## Goals:
1. Summarize the crossword blog post in two sentences.
2. Reproduce everything in the crossword blog post from "Times Cryptic 29424" down to "week’s Saturday Cryptic.".

## Passage given:

+--

Times Cryptic 29424 – Sat, 27 December 2025. Twixtmas treat.

Happy New Year! I found this a par Saturday crossword, very suitable for the holiday season. The musical theme at 3ac is a delight! Thanks to the setter. How did you do?

Note for newcomers: The Times offers prizes for Saturday Cryptic Crosswords. This blog is for last week’s puzzle, posted after the competition closes. So, please don’t comment here on this week’s Saturday Cryptic.

Definitions are in bold and underlined. With the luxury of a week to do the blog, I can expand on how the wordplay works, so instructions copied from the clues to show how to get the answer appear thus. Anagram material is (THUS)*. A ^ symbol indicates where text is to be inserted.

Across
1 Token function for auditors (4)
SIGN – sounds (for auditors) like SINE [trig function].
3 Ravel said, “Brahms and Liszt are dry and chaotic” (10)
DISARRAYED – DISA [(SAID)*, ravelled] + RRAYED [(ARE DRY)*, “Brahms and Liszt”]

The setter has used a tricky combination of two anagrams, with musical indicators! Ravel is obvious; Brahms and Liszt is CRS for “drunk” (pissed). So, another anagram indicator.

9 An intricate network under discussion (2,5)
AT ISSUE – A TISSUE, with the spacing adjusted.

+--

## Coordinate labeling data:
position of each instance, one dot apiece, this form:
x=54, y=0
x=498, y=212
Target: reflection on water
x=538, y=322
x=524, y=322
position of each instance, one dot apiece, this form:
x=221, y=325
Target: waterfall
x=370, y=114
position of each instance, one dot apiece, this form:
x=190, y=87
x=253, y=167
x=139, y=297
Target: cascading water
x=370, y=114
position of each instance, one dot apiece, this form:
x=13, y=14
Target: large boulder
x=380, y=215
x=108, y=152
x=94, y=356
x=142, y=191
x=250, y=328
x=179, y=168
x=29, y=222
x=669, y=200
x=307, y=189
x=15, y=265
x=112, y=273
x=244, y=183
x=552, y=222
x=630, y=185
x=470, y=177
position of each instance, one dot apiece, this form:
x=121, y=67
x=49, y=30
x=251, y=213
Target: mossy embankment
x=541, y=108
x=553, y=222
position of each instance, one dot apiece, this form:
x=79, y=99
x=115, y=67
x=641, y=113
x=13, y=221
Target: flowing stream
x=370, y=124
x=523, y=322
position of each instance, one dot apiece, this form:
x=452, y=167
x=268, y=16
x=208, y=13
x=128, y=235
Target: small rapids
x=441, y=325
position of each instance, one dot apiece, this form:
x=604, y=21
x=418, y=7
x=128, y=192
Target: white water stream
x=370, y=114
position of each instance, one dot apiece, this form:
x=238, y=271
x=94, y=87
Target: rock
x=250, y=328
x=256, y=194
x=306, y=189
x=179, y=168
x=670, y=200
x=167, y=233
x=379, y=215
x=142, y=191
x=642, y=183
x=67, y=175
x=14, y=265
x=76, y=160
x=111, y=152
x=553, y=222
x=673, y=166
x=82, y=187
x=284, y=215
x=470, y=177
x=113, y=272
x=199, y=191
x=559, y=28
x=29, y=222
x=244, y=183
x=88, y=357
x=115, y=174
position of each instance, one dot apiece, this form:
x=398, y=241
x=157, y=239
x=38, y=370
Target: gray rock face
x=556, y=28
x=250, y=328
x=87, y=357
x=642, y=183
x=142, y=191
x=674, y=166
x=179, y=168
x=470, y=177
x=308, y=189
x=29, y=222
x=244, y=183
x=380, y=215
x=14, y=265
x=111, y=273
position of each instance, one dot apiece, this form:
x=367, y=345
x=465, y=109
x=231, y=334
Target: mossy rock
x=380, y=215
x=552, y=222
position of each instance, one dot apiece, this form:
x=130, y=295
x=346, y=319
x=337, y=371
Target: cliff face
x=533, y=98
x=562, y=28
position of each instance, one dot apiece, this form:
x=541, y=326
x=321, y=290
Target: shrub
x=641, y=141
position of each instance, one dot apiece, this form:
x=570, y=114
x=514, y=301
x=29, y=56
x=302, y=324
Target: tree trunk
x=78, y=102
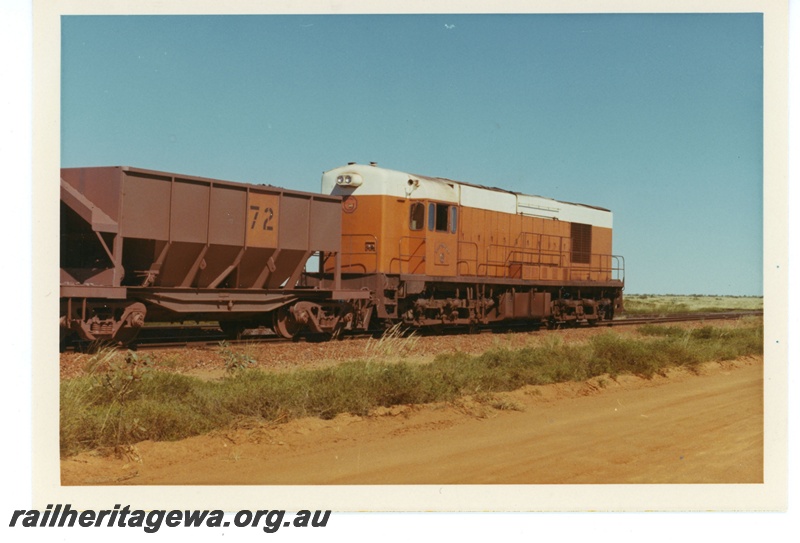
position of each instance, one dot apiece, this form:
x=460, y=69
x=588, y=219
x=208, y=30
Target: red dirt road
x=683, y=428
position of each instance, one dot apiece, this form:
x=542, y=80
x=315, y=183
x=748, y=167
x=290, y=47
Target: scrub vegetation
x=651, y=304
x=123, y=398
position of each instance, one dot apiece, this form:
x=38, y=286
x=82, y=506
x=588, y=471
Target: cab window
x=442, y=218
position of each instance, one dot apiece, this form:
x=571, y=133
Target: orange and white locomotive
x=434, y=251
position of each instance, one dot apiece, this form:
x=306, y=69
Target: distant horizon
x=657, y=117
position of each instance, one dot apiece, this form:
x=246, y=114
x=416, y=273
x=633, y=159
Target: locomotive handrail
x=347, y=260
x=464, y=260
x=405, y=258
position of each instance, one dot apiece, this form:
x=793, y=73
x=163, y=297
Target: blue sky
x=657, y=117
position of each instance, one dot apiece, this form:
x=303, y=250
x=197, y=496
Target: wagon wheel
x=232, y=329
x=285, y=324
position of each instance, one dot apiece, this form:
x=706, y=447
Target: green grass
x=125, y=400
x=647, y=304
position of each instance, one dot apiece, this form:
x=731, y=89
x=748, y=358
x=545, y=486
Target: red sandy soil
x=684, y=427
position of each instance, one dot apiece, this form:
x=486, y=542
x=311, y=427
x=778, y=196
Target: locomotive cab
x=395, y=223
x=436, y=251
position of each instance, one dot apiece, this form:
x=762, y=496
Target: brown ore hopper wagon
x=146, y=246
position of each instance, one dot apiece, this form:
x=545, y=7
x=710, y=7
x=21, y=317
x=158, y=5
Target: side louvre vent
x=581, y=243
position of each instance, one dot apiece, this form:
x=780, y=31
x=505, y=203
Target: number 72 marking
x=268, y=214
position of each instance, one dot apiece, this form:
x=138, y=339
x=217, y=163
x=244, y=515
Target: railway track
x=203, y=336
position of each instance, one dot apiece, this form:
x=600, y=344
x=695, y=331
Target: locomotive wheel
x=285, y=324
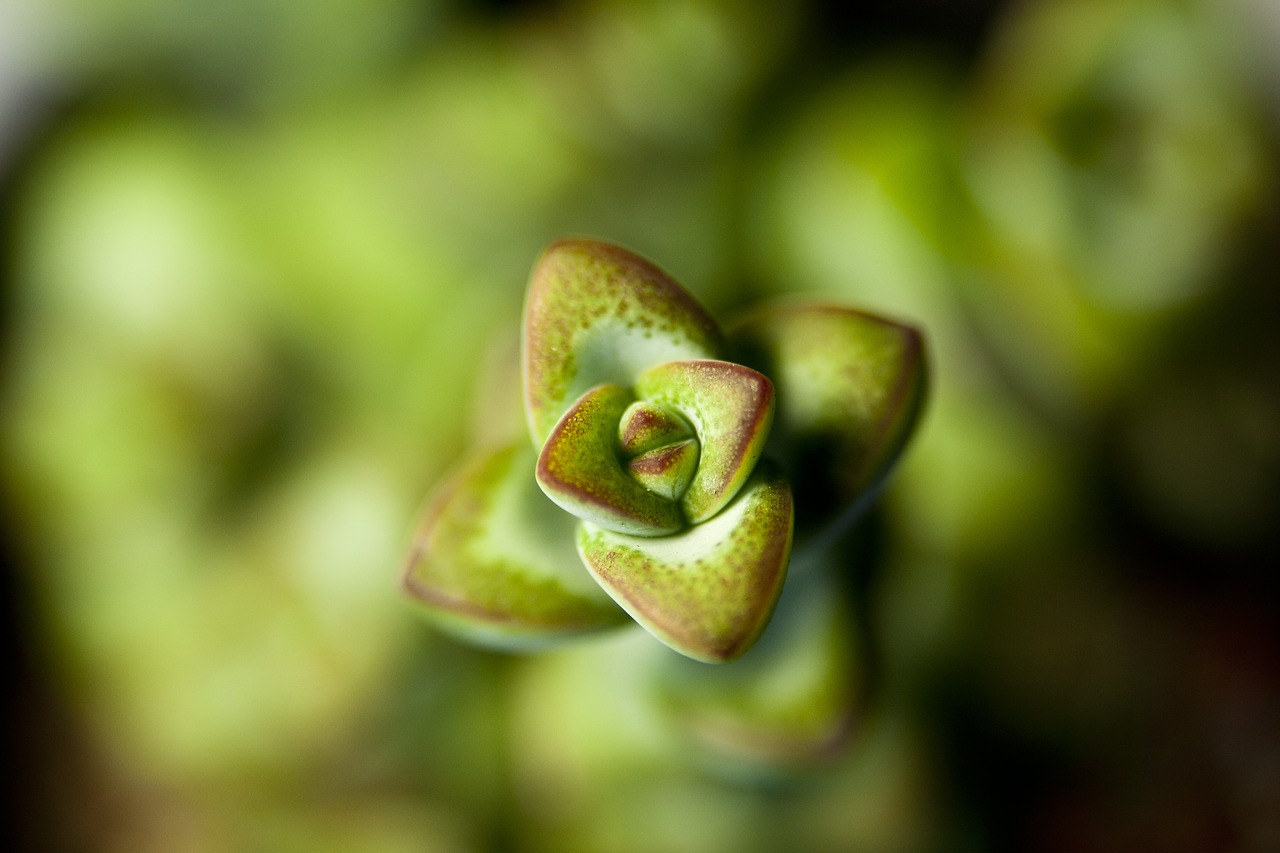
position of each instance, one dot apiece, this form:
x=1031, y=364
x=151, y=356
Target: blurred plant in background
x=257, y=256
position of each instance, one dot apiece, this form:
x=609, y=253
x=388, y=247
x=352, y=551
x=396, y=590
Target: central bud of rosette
x=659, y=448
x=670, y=452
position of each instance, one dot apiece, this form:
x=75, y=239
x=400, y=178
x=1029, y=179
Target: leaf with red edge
x=598, y=314
x=493, y=560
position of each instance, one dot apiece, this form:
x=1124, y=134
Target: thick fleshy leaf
x=850, y=388
x=647, y=427
x=493, y=560
x=708, y=591
x=666, y=470
x=786, y=705
x=731, y=409
x=599, y=314
x=580, y=470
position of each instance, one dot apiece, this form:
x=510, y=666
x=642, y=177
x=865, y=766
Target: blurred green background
x=263, y=268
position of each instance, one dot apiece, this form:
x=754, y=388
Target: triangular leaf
x=494, y=560
x=786, y=705
x=599, y=314
x=708, y=591
x=850, y=388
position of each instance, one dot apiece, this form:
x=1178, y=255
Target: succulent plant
x=673, y=468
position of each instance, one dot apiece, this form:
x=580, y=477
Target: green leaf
x=599, y=314
x=850, y=387
x=708, y=591
x=493, y=560
x=786, y=705
x=731, y=409
x=580, y=469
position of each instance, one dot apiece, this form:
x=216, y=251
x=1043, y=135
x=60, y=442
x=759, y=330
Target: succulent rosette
x=672, y=466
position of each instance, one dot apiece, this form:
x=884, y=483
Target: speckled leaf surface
x=787, y=703
x=493, y=560
x=731, y=409
x=708, y=591
x=599, y=314
x=580, y=470
x=849, y=391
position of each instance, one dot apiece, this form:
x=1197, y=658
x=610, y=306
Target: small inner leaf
x=647, y=427
x=667, y=470
x=493, y=560
x=731, y=409
x=709, y=591
x=581, y=471
x=599, y=314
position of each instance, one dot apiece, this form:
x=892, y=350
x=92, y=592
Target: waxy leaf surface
x=731, y=409
x=708, y=591
x=599, y=314
x=581, y=470
x=850, y=388
x=494, y=561
x=787, y=703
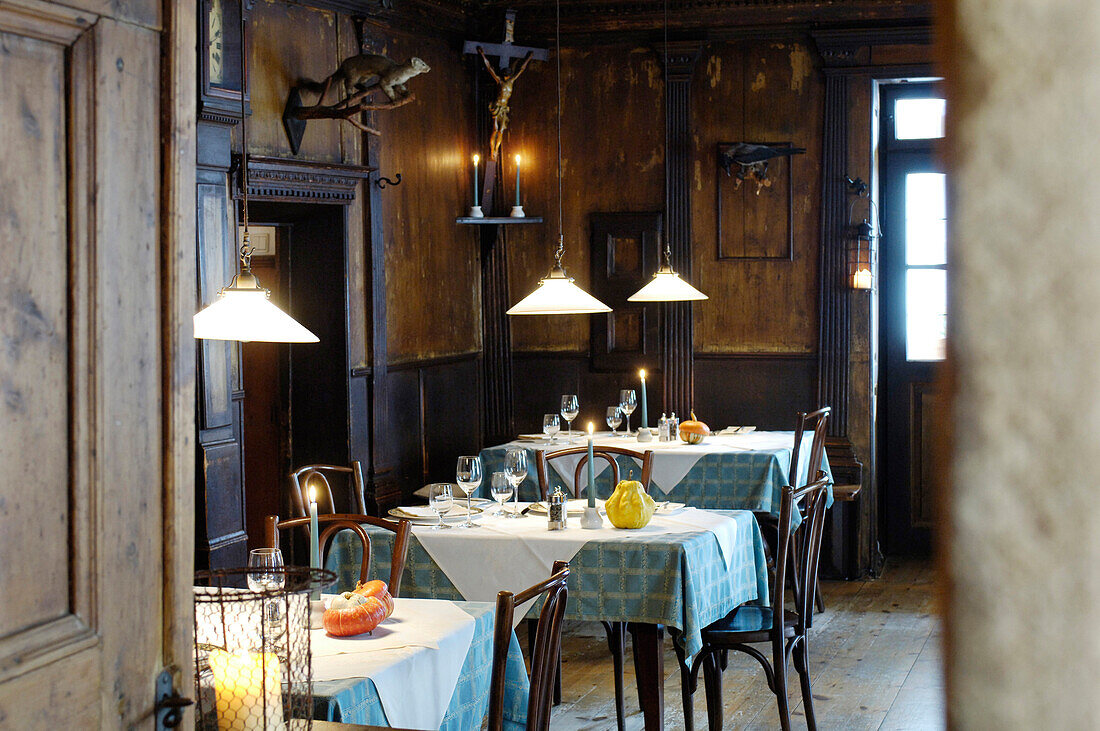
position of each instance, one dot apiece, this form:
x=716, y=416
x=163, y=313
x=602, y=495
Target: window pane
x=925, y=314
x=925, y=219
x=919, y=119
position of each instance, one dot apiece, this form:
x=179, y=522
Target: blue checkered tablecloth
x=745, y=479
x=355, y=700
x=677, y=579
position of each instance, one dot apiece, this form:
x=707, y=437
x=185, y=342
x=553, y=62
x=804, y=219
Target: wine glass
x=501, y=488
x=515, y=468
x=614, y=418
x=628, y=402
x=469, y=476
x=441, y=499
x=550, y=425
x=266, y=574
x=570, y=407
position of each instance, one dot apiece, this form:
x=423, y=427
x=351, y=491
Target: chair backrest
x=545, y=655
x=811, y=498
x=814, y=421
x=329, y=525
x=542, y=460
x=316, y=476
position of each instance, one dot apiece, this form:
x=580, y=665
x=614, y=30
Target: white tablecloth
x=672, y=461
x=422, y=644
x=513, y=554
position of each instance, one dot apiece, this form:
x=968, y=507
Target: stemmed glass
x=501, y=488
x=441, y=499
x=550, y=425
x=628, y=402
x=266, y=574
x=515, y=468
x=469, y=476
x=614, y=418
x=570, y=407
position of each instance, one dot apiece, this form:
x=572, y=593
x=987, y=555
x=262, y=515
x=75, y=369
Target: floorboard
x=875, y=662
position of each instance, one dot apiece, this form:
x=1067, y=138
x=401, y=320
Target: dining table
x=427, y=666
x=682, y=572
x=740, y=471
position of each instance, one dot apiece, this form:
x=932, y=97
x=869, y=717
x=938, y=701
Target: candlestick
x=517, y=180
x=476, y=159
x=315, y=554
x=592, y=471
x=248, y=690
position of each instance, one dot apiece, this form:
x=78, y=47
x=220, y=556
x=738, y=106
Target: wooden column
x=678, y=330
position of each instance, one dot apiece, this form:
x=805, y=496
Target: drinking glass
x=469, y=476
x=501, y=488
x=570, y=407
x=441, y=499
x=515, y=467
x=550, y=425
x=614, y=418
x=628, y=402
x=265, y=571
x=266, y=574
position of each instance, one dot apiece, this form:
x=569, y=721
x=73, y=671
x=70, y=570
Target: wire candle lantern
x=253, y=666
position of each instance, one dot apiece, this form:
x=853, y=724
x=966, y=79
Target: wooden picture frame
x=758, y=213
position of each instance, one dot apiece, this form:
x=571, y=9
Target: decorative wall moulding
x=277, y=179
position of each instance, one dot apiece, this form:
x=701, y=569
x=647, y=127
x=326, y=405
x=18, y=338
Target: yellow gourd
x=629, y=506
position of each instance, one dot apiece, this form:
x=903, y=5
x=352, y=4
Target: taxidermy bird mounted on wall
x=751, y=161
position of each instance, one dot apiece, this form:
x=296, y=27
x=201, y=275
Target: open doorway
x=295, y=406
x=913, y=301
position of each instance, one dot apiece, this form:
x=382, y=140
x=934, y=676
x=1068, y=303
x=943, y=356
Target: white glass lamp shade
x=248, y=316
x=667, y=287
x=558, y=295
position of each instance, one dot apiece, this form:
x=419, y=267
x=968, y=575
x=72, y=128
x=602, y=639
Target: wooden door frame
x=178, y=298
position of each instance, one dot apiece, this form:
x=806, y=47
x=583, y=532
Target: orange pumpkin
x=693, y=431
x=359, y=611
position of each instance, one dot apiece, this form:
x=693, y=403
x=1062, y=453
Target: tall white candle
x=248, y=690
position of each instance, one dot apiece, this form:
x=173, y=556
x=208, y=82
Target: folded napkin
x=421, y=512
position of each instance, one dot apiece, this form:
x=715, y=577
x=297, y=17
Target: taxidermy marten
x=365, y=70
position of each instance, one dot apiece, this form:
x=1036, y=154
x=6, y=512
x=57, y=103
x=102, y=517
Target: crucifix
x=512, y=62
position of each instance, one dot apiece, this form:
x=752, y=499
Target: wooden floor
x=875, y=663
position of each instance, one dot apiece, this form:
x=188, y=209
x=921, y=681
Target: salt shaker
x=556, y=510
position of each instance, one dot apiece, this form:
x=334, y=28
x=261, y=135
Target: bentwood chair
x=782, y=628
x=616, y=631
x=545, y=655
x=318, y=478
x=331, y=524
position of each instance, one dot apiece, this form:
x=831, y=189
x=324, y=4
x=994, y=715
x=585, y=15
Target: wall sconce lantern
x=861, y=239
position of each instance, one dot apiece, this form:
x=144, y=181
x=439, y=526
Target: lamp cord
x=561, y=235
x=245, y=245
x=668, y=198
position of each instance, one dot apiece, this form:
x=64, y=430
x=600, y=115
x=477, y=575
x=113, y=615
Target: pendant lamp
x=243, y=310
x=667, y=286
x=557, y=292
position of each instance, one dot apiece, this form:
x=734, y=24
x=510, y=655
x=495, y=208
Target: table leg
x=649, y=667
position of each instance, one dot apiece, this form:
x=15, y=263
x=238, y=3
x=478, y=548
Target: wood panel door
x=89, y=333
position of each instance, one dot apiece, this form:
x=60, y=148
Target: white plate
x=449, y=518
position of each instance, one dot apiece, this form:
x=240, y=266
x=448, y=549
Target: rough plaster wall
x=1025, y=535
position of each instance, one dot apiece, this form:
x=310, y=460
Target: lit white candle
x=517, y=180
x=248, y=690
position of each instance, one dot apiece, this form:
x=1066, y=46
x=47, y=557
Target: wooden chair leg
x=712, y=682
x=616, y=643
x=802, y=665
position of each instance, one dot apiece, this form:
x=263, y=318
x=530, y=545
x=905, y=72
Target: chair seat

+--

## Task solutions:
1. This blog post covers Times Cryptic 29424 from Saturday, 27 December 2025, which the blogger found a par crossword well suited to the holiday season, with a delightful musical theme at 3 across. It notes that the blog appears only after the prize competition closes and explains the wordplay for the first across clues, including a tricky double anagram signaled by Ravel and "Brahms and Liszt."

2.
Times Cryptic 29424 – Sat, 27 December 2025. Twixtmas treat.

Happy New Year! I found this a par Saturday crossword, very suitable for the holiday season. The musical theme at 3ac is a delight! Thanks to the setter. How did you do?

Note for newcomers: The Times offers prizes for Saturday Cryptic Crosswords. This blog is for last week’s puzzle, posted after the competition closes. So, please don’t comment here on this week’s Saturday Cryptic.